• DOCUMENTO:
'''

La llegada de estas fuerzas fue de gran alivio para los
artilleros y gracias a ellas Fernández Unzúe pudo planear un mejor dispositivo
de defensa, que completó con la aparición a la una de la madrugada de una Compañía
de ametralladoras del Regimiento número 10, mandada por el capitán Luis Quiroga
Nieto. Lo fundamental era ganar las azoteas dominadas por los mozos de Escuadra
y «escamots», los cuales con ininterrumpido fuego impedían los movimientos de
los artilleros. «El laureado capitán Lizcano de la Rosa llamó a una casa de la
calle de la Librería. Le salió a abrir una anciana y guiado por ella subieron
hasta la azotea el comandante Unzúe y los capitanes Lizcano y López Varela, y
allí pudieron montar dos ametralladoras, con las que lograron acallar el fuego
de los terrados». A juzgar por el crepitar de las balas, a todo lo ancho y lo
largo de Barcelona se libraba una terrible batalla.
* * *
¿Qué pasaba, entretanto, en el interior de la Generalidad?

'''

• TAREA INDICADA 1: Indica, copiándolas completas, todas las líneas de los registros que contengan la palabra "person". Ten en cuenta que se distinguen mayúsculas y minúsculas.
• TAREA INDICADA 2: Escribe lo que sigue en el texto sobre los combates en Barcelona, a partir de su última oración.
El texto y los registros no tienen ninguna relación entre sí.

• DATOS EXTRAÍDOS:

'''

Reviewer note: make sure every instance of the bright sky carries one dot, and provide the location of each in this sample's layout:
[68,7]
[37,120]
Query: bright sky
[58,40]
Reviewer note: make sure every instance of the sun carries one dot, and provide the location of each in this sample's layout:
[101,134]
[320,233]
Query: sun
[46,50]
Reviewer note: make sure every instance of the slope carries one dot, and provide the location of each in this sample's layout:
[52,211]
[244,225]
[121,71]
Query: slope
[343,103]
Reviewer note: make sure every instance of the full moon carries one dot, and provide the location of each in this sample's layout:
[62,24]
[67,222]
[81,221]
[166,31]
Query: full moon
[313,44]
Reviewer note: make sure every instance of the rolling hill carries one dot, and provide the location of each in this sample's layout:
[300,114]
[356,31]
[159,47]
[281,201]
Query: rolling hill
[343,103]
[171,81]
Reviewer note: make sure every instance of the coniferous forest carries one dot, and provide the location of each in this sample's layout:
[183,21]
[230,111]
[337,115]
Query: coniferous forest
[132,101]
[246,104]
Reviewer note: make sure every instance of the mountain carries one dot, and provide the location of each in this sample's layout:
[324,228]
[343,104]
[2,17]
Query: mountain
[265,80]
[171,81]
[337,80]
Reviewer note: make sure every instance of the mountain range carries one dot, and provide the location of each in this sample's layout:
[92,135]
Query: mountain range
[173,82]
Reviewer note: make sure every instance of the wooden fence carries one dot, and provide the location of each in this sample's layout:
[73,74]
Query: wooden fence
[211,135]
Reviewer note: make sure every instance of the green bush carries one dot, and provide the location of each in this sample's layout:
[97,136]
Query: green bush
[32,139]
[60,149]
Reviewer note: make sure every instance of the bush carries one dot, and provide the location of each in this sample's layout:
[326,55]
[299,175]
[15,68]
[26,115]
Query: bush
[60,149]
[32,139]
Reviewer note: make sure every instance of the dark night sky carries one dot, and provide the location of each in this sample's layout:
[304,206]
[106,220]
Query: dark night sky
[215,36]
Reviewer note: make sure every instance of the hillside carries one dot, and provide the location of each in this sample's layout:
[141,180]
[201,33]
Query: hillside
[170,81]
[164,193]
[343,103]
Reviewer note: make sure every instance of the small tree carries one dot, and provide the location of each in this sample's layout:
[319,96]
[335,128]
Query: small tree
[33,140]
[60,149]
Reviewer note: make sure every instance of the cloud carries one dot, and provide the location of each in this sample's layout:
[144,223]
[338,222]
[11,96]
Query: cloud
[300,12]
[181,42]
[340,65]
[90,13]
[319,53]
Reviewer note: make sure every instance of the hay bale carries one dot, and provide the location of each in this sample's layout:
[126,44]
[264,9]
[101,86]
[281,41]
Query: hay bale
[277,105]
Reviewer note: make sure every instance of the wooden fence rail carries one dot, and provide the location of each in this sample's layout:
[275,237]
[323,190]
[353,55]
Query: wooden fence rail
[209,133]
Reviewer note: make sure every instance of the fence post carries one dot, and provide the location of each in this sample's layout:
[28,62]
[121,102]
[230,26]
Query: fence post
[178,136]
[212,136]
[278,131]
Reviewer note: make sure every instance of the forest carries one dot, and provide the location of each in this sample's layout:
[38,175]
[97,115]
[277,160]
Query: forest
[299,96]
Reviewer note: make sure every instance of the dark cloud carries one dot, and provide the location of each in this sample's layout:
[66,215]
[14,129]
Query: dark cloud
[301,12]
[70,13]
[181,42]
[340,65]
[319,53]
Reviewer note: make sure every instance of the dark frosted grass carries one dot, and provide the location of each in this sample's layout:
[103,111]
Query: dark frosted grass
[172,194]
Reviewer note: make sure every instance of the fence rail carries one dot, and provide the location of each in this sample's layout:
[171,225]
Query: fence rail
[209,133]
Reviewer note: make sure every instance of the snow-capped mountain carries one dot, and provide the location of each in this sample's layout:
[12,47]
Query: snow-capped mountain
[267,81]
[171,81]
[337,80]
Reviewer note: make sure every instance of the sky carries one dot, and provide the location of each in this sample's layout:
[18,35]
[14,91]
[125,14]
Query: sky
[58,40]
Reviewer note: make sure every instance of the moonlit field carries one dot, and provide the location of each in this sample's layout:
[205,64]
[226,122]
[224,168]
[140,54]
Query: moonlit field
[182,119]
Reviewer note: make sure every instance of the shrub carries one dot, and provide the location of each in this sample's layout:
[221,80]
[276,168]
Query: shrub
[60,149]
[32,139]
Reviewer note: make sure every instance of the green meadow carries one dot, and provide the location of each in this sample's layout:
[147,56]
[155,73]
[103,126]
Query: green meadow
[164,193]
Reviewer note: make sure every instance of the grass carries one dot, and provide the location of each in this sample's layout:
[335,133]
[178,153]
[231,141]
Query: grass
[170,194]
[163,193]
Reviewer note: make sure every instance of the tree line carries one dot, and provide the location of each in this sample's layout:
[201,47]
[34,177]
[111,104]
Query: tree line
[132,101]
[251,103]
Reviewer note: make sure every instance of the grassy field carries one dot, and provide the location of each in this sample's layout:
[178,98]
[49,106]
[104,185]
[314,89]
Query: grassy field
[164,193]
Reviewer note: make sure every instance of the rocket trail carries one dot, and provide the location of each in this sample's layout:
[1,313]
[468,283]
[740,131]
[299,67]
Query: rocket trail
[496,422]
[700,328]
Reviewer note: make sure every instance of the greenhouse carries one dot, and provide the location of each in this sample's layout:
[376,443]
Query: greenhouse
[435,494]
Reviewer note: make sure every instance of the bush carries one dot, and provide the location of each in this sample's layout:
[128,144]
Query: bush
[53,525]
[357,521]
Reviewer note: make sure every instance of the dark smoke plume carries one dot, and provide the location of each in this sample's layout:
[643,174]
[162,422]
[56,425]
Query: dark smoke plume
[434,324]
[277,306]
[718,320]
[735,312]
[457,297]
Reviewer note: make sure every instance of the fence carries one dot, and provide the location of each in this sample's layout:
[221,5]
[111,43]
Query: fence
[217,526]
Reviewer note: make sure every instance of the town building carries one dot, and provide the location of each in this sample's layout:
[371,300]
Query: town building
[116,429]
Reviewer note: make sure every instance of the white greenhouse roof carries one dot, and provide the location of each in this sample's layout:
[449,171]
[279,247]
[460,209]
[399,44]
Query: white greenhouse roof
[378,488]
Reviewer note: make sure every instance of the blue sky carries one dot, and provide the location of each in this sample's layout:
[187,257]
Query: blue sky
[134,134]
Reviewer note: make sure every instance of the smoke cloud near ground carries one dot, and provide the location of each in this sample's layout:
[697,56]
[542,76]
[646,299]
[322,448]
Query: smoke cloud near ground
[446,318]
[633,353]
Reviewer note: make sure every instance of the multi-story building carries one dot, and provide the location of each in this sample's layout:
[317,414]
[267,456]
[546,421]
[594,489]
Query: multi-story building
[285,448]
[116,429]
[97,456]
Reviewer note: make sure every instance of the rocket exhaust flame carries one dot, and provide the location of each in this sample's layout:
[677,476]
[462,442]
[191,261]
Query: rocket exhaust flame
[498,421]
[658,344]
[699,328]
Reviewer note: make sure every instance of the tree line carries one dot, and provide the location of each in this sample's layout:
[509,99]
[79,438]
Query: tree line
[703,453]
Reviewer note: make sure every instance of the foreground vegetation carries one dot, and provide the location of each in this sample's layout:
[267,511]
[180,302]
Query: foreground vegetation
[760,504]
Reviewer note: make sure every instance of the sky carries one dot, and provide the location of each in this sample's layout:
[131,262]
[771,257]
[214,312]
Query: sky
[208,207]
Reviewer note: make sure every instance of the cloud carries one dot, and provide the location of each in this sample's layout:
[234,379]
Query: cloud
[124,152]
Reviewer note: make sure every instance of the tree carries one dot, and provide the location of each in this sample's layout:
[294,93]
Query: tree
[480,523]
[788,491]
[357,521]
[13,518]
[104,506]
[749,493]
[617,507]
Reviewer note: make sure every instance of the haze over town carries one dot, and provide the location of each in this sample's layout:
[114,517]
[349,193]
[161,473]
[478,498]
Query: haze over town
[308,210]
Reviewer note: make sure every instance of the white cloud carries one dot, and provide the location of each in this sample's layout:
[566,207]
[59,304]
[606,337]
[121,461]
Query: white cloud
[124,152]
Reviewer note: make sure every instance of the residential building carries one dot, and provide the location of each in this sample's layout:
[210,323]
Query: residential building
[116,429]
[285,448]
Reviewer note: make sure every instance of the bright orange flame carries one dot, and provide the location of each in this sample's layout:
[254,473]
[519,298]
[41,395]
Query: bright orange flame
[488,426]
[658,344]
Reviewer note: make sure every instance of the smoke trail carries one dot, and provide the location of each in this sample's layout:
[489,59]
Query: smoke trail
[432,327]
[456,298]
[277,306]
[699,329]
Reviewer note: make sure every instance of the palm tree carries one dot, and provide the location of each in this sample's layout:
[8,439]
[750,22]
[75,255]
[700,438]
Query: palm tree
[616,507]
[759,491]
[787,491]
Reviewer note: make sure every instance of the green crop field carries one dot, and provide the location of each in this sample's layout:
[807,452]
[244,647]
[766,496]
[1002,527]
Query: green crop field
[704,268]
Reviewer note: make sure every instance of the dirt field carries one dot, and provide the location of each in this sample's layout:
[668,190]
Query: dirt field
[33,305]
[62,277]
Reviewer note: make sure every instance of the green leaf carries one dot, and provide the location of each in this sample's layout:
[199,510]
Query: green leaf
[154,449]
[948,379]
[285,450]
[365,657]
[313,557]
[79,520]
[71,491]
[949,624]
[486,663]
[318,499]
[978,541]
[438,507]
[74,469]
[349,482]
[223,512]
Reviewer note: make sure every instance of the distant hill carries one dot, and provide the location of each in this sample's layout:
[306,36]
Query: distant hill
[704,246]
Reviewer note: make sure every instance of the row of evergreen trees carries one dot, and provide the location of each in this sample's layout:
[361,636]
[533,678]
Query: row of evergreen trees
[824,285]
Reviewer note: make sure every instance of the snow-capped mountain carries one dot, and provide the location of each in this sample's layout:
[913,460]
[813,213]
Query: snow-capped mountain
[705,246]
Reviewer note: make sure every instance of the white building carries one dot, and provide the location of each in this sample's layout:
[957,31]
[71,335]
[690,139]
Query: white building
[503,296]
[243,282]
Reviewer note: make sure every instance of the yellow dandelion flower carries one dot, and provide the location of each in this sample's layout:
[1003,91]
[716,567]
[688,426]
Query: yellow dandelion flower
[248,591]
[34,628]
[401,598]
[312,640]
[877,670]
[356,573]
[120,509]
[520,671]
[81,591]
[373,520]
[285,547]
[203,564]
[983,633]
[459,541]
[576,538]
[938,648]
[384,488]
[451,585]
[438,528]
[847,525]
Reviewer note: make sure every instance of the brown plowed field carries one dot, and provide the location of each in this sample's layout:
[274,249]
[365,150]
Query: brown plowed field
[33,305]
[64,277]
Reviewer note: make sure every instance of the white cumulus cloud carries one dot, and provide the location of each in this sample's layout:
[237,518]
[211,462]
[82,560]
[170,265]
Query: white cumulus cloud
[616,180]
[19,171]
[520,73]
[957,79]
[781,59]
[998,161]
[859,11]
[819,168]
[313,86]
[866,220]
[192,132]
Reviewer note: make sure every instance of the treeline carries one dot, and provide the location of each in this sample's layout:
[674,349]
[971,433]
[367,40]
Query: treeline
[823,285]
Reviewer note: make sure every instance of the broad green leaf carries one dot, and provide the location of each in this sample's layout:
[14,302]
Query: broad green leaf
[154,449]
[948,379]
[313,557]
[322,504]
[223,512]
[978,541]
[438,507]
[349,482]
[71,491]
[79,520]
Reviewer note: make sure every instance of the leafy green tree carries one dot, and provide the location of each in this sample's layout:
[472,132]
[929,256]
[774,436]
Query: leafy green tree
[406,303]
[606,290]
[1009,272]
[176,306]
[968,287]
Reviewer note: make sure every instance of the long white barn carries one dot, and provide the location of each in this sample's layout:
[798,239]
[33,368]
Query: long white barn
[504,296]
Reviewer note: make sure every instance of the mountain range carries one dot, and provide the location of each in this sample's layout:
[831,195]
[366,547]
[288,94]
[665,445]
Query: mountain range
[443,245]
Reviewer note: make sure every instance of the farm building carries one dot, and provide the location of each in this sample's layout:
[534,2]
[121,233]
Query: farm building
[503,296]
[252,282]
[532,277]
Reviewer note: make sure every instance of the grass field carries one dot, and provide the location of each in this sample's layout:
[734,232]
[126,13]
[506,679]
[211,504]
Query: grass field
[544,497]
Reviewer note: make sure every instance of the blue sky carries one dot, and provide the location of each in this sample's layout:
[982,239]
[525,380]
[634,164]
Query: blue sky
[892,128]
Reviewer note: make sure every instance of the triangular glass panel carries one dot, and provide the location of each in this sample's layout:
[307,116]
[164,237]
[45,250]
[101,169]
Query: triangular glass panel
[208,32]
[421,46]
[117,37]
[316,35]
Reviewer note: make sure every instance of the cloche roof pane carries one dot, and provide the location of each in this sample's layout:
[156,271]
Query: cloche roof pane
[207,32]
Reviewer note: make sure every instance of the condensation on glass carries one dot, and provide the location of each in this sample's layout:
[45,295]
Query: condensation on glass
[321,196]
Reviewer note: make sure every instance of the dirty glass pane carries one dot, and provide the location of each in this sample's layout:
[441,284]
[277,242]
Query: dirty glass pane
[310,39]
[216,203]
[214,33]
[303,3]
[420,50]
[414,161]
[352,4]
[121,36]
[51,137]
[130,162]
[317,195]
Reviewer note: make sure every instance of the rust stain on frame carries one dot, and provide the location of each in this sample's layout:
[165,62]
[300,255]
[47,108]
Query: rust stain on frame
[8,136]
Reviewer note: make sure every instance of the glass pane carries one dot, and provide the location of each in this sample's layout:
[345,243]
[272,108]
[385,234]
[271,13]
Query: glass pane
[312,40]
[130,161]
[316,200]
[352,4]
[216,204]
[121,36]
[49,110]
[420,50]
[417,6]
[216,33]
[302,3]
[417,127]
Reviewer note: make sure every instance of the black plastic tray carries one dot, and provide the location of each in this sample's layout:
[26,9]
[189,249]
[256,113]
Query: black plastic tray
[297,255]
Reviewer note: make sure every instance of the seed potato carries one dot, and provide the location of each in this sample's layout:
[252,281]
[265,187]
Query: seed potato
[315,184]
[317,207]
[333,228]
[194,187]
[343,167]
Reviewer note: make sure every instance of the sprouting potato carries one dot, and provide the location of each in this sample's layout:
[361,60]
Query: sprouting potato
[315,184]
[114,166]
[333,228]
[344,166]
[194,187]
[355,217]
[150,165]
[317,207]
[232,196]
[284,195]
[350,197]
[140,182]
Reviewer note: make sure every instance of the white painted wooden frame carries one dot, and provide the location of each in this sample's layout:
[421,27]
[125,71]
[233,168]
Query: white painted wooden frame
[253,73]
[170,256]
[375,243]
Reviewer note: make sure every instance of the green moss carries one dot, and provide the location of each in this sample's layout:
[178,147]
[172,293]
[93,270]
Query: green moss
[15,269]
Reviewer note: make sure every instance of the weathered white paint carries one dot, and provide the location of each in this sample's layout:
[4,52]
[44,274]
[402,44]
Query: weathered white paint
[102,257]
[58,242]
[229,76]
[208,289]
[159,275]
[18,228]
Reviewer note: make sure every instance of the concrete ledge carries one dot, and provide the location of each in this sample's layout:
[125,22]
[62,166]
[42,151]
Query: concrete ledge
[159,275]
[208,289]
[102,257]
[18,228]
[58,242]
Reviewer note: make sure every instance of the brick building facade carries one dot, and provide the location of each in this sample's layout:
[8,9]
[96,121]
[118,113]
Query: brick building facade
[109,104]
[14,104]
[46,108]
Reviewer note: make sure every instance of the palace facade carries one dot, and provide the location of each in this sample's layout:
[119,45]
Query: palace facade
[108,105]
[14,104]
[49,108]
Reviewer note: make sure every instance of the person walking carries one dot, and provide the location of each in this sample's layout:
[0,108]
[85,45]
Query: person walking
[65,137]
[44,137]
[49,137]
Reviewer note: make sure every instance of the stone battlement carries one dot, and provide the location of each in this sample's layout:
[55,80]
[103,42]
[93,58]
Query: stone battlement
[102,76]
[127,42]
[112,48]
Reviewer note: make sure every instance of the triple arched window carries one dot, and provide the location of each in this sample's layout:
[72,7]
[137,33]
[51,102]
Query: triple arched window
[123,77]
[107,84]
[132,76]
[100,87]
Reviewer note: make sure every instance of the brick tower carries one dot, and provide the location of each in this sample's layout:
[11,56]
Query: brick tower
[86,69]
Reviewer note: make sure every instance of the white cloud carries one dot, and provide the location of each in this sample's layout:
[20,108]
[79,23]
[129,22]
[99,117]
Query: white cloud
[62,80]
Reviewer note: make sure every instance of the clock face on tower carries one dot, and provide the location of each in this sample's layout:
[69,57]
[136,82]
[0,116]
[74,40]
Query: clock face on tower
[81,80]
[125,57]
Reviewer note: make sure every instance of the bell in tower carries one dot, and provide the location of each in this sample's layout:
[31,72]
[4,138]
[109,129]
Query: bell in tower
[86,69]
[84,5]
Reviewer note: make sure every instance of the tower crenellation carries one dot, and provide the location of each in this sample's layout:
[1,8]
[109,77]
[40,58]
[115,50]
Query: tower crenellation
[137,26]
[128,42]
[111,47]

'''

• RESPUESTA FINAL 1:
Reviewer note: make sure every instance of the person walking carries one dot, and provide the location of each in this sample's layout:
Query: person walking

• RESPUESTA FINAL 2:
Lo diremos ateniéndonos al relato del ferviente catalanista Aymami i Baudina,
testigo calificado de los sucesos. Dejamos a los recluidos en el Palacio de la
Generalidad dispuestos a saborear la cena, pues «las emociones no les habían
hecho perder el apetito». Apenas iniciado el reparto de la sopa, un fortísimo
tiroteo paralizó a todos. ¿Dónde disparaban? Parecía que en todas partes. Pero
no: era solamente en la plaza de San Jaime y en la calle de San Honorato, a
donde daban las ventanas de la sala, transformada en comedor. El general Batet
respondía. Pérez Farrás entró muy excitado y refirió lo ocurrido. Como medida
previsora, en el Palacio se apagaron todas las luces. En plena oscuridad se
movían los sitiados, mientras los teléfonos repicaban sin reposo. «En aquellos
momentos, bajo la impresión desagradable y trágica de un tiroteo cada vez más
fuerte y nutrido, en total negrura, meditábamos. Se nos había asegurado que las
fuerzas del Ejército no saldrían a la calle. Que los cuarteles serían asaltados
y entonces los soldados se pondrían al lado de la revolución. En todo esto
pensábamos. Y conste que no queremos hacer un juego de palabras al decir que no
veíamos claro.» Los consejeros de la Generalidad y algunos diputados se
trasladaron a una estancia interior, más resguardada, desde donde se podían
seguir los acontecimientos con luz y teléfono. En una habitación próxima al
Salón de San Jorge, débilmente iluminada por una bujía, se hallaban instalados
los micrófonos de la radio. El despacho donde deliberaba el Gobierno estaba
alumbrado por las velas de unos candelabros y los temblorosos resplandores
daban aspecto de velatorio a la reunión. Una gran pesadumbre y gravedad
abrumaba a todos. La atmósfera, cargada de humo, era irrespirable».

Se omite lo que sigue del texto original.